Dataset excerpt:
* START *

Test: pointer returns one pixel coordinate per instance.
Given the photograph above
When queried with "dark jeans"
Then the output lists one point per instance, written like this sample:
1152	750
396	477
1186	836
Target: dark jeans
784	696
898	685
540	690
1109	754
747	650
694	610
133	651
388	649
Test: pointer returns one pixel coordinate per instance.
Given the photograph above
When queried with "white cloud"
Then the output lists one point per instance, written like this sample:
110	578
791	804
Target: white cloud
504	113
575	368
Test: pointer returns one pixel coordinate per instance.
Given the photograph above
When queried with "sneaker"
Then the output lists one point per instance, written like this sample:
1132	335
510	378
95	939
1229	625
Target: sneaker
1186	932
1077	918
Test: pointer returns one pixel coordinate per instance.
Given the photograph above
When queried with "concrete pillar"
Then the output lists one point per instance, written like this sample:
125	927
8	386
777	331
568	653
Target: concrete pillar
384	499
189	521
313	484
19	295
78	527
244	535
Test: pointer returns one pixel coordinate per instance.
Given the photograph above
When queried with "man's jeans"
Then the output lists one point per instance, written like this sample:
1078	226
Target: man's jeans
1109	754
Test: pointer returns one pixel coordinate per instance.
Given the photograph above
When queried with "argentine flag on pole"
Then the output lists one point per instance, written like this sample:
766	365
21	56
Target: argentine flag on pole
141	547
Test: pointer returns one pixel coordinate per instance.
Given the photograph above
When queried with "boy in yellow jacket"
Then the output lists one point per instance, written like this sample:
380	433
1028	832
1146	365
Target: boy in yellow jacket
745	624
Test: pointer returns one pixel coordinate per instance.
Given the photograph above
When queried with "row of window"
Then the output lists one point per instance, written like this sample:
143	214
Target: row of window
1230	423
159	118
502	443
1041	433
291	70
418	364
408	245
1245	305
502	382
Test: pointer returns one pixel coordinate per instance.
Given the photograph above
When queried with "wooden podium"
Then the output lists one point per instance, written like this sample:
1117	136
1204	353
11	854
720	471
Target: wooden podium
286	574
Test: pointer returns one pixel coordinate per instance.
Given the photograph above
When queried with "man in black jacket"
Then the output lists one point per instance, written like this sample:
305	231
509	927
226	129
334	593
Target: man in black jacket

* END *

Given instruction:
Copy every record exactly, with nothing added or dropped.

Expected answer:
Test: pointer returns one pixel coordinate per instance.
Given the photograph above
When queried with "dark jeans"
Then the output lists one point per instance, written like this sample:
1152	750
396	477
1186	836
Target: dark jeans
784	696
898	685
540	690
1109	754
747	650
694	610
133	651
388	649
Test: pointer returns one pixel coordinate per instance.
Given the photograph above
When queried with "white cloud"
Then the output lists one point per instance, written like this sample:
110	578
791	804
Target: white cloud
504	113
575	368
Test: pointer returns one pixel coordinate per instance.
Given the photograph above
When queried with "sneaker"
Then the output lists one point per instance, written like this sample:
1132	335
510	378
95	939
1229	625
Target: sneaker
1186	932
1077	918
Test: pointer returns one pixel coordinate per instance.
Given the photograph above
When queried with "concrete pillar"
Then the output lists one point per instance, written like this sample:
125	927
8	386
777	331
568	653
Target: concrete pillar
384	499
189	521
313	484
19	295
78	527
244	535
Test: pointer returns one pixel coordinate per instance.
Given the photograph above
When queried with "man's jeans"
Then the output lists one point per instance, written like this sample:
1078	226
Target: man's jeans
1109	754
Test: pointer returns one pixel coordinate per instance.
Given the photograph above
When queried with "argentine flag on pole"
Then the output lists one point per instance, written like this sample:
766	365
21	56
Target: argentine flag on pole
141	547
Test: pointer returns one pixel coordinate per instance.
Given the photograph above
When queried with "boy in yellow jacket"
Then the output lists one point per instance, written like this sample:
380	433
1028	832
1146	365
Target: boy in yellow jacket
745	624
Test: pointer returns one pixel coordinate per instance.
Given the photograph above
When queried with "row of window"
Then the output lists one point per instance, written like this sample:
143	214
Target: row of window
1230	423
159	118
502	443
1041	433
291	70
418	364
408	245
1245	305
502	382
Test: pointer returns one pixel coordinate per instance.
Given the photograph above
When queried with "wooden podium"
Then the output lists one point per instance, written like this sample:
1117	136
1204	353
11	854
720	471
Target: wooden podium
286	574
Test: pointer returns one pixel coordinate per instance.
Given the photograph above
When queried with "man in black jacket"
Then the output lists one point per instance, written like this sample:
305	231
509	927
226	129
334	593
Target: man in black jacket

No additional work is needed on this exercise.